## 할 일
아래 데이터의 모든 줄을 '번호'와 '내용' 두 열로 된 마크다운 표로 바꾸세요. 빈 줄은 빼세요.

## 처리할 데이터
——

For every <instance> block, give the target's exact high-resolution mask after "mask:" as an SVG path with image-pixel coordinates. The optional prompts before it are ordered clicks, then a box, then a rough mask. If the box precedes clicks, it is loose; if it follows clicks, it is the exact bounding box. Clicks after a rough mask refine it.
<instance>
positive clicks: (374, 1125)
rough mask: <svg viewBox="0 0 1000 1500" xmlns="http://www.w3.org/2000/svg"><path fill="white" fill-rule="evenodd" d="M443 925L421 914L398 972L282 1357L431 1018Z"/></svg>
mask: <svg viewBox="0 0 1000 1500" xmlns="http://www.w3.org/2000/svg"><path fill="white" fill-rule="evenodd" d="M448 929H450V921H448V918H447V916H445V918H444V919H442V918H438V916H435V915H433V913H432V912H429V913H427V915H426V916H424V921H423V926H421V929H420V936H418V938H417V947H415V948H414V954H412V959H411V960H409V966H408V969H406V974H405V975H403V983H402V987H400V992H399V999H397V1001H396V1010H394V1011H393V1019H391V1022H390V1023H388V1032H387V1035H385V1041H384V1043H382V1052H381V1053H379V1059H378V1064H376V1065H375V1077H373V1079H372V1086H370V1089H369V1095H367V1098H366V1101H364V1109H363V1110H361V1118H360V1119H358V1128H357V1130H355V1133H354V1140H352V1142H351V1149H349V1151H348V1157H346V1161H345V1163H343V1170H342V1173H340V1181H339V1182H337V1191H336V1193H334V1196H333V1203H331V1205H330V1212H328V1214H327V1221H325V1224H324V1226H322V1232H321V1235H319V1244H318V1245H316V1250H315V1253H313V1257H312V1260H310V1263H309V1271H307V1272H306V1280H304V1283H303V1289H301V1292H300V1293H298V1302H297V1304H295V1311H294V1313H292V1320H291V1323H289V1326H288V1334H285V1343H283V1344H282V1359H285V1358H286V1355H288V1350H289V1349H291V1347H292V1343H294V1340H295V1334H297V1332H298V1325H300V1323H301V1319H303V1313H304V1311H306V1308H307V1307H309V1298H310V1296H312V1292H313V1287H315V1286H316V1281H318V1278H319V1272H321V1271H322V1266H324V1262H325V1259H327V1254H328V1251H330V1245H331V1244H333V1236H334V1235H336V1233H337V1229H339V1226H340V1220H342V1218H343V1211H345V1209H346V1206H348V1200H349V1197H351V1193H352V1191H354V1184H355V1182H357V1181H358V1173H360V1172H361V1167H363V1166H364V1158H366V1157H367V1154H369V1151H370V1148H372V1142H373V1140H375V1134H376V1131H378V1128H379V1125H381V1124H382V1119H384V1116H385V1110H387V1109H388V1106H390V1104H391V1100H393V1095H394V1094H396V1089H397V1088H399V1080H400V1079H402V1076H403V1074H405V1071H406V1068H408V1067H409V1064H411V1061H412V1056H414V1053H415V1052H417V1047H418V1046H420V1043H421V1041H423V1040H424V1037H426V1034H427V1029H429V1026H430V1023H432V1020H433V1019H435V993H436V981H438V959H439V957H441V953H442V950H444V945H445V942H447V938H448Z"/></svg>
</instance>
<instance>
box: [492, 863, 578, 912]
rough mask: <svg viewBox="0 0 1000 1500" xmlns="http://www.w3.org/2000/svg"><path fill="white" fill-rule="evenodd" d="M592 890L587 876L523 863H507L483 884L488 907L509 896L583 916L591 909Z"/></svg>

——

## 완료된 작업
| 번호 | 내용 |
|---|---|
| 1 | For every <instance> block, give the target's exact high-resolution mask after "mask:" as an SVG path with image-pixel coordinates. The optional prompts before it are ordered clicks, then a box, then a rough mask. If the box precedes clicks, it is loose; if it follows clicks, it is the exact bounding box. Clicks after a rough mask refine it. |
| 2 | <instance> |
| 3 | positive clicks: (374, 1125) |
| 4 | rough mask: <svg viewBox="0 0 1000 1500" xmlns="http://www.w3.org/2000/svg"><path fill="white" fill-rule="evenodd" d="M443 925L421 914L398 972L282 1357L431 1018Z"/></svg> |
| 5 | mask: <svg viewBox="0 0 1000 1500" xmlns="http://www.w3.org/2000/svg"><path fill="white" fill-rule="evenodd" d="M448 929H450V921H448V918H447V916H445V918H444V919H442V918H438V916H435V915H433V913H432V912H429V913H427V915H426V916H424V921H423V926H421V929H420V936H418V938H417V947H415V948H414V954H412V959H411V960H409V966H408V969H406V974H405V975H403V983H402V987H400V992H399V999H397V1001H396V1010H394V1011H393V1019H391V1022H390V1023H388V1032H387V1035H385V1041H384V1043H382V1052H381V1053H379V1059H378V1064H376V1065H375V1077H373V1079H372V1086H370V1089H369V1095H367V1098H366V1101H364V1109H363V1110H361V1118H360V1119H358V1128H357V1130H355V1133H354V1140H352V1142H351V1149H349V1151H348V1157H346V1161H345V1163H343V1170H342V1173H340V1181H339V1182H337V1191H336V1193H334V1196H333V1203H331V1205H330V1212H328V1214H327V1221H325V1224H324V1226H322V1232H321V1235H319V1244H318V1245H316V1250H315V1253H313V1257H312V1260H310V1263H309V1271H307V1272H306V1280H304V1283H303V1289H301V1292H300V1293H298V1302H297V1304H295V1311H294V1313H292V1320H291V1323H289V1326H288V1334H285V1343H283V1344H282V1359H285V1358H286V1355H288V1350H289V1349H291V1347H292V1343H294V1340H295V1334H297V1332H298V1325H300V1323H301V1319H303V1313H304V1311H306V1308H307V1307H309V1298H310V1296H312V1292H313V1287H315V1286H316V1281H318V1278H319V1272H321V1271H322V1266H324V1262H325V1259H327V1254H328V1251H330V1245H331V1244H333V1236H334V1235H336V1233H337V1229H339V1226H340V1220H342V1218H343V1211H345V1209H346V1206H348V1200H349V1197H351V1193H352V1191H354V1184H355V1182H357V1181H358V1173H360V1172H361V1167H363V1166H364V1158H366V1157H367V1154H369V1151H370V1148H372V1142H373V1140H375V1134H376V1131H378V1128H379V1125H381V1124H382V1119H384V1116H385V1110H387V1109H388V1106H390V1104H391V1100H393V1095H394V1094H396V1089H397V1088H399V1080H400V1079H402V1076H403V1074H405V1071H406V1068H408V1067H409V1064H411V1061H412V1056H414V1053H415V1052H417V1047H418V1046H420V1043H421V1041H423V1040H424V1037H426V1034H427V1029H429V1026H430V1023H432V1020H433V1019H435V993H436V981H438V959H439V957H441V953H442V950H444V945H445V942H447V938H448Z"/></svg> |
| 6 | </instance> |
| 7 | <instance> |
| 8 | box: [492, 863, 578, 912] |
| 9 | rough mask: <svg viewBox="0 0 1000 1500" xmlns="http://www.w3.org/2000/svg"><path fill="white" fill-rule="evenodd" d="M592 890L587 876L523 863H507L483 884L488 907L509 896L583 916L591 909Z"/></svg> |